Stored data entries
%%

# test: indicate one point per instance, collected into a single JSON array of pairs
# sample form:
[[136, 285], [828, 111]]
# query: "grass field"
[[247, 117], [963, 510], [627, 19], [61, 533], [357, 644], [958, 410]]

%%

Activity
Output all records verbatim.

Task response
# test: indicate one point per instance, collected into a single JSON array of pairs
# sample form:
[[136, 285], [828, 111]]
# query: "grass field"
[[247, 117], [963, 510], [627, 19], [61, 533], [357, 644], [958, 410]]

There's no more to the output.